# WHAT THE TASK ASKS
Each line of the material that mentions the word "below" is to be copied.

# MATERIAL TO PROCESS
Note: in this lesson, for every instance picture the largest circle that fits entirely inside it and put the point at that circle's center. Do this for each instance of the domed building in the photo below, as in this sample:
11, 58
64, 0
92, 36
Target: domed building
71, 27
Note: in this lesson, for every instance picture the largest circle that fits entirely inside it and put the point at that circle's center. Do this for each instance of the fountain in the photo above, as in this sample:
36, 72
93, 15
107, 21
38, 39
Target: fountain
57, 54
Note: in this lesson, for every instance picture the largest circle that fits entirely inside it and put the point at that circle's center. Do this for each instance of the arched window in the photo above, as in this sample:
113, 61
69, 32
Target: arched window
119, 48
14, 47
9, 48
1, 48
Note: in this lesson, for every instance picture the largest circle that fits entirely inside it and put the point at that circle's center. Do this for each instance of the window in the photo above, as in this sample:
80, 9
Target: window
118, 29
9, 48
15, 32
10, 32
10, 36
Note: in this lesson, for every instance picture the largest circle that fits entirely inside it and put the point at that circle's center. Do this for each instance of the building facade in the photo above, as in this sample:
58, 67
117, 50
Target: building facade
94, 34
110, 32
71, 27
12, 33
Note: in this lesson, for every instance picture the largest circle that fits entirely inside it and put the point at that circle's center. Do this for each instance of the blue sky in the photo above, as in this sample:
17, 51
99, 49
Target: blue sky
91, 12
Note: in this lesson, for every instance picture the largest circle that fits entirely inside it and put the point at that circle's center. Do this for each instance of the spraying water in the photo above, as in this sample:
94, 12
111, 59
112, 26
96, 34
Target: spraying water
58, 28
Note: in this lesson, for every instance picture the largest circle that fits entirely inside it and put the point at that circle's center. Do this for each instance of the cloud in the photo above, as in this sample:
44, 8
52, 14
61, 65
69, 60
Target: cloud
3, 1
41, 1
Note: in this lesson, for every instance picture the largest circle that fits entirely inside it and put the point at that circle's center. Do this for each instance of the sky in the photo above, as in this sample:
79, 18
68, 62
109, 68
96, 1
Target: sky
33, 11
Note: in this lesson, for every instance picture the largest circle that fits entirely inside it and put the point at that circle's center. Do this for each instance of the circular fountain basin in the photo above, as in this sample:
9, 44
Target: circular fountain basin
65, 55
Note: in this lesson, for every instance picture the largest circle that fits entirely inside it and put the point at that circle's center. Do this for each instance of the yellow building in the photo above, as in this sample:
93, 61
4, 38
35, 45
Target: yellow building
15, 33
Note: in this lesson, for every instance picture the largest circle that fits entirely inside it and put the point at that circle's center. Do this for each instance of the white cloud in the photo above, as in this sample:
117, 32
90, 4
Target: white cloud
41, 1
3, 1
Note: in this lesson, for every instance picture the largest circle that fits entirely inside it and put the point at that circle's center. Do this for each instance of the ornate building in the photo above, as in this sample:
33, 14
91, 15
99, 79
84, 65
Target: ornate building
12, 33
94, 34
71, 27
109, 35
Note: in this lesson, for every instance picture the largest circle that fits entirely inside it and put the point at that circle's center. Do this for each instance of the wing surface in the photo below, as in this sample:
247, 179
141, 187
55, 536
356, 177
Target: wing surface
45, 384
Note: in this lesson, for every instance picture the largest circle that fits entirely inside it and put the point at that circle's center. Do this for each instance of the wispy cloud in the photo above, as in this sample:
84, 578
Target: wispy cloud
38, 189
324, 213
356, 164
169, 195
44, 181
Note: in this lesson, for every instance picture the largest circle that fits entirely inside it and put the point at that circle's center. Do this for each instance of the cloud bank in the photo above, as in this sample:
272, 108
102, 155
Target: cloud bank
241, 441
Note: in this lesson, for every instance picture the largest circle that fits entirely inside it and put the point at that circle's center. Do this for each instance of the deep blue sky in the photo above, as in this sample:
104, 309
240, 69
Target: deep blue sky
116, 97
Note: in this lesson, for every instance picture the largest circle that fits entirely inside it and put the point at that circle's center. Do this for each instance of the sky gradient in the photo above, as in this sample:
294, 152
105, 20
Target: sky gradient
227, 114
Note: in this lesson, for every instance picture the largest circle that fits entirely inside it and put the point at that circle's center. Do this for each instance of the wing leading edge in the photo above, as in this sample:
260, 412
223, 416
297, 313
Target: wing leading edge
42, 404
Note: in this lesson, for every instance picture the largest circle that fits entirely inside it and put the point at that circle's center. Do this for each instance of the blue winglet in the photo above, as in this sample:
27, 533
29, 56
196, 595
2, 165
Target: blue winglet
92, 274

# ANSWER SPACE
Note: in this lesson, for every instance picture the largest circle that fits entirely inside it and put the point at that circle's center. Do this for each instance of the domed building in the photo below, as in this sample:
Note: in this lesson, for every instance picture the largest circle that fits entirely inside it and put the point at that circle's center. Do this for each instance of the wing surface in the photo below, as in this sample:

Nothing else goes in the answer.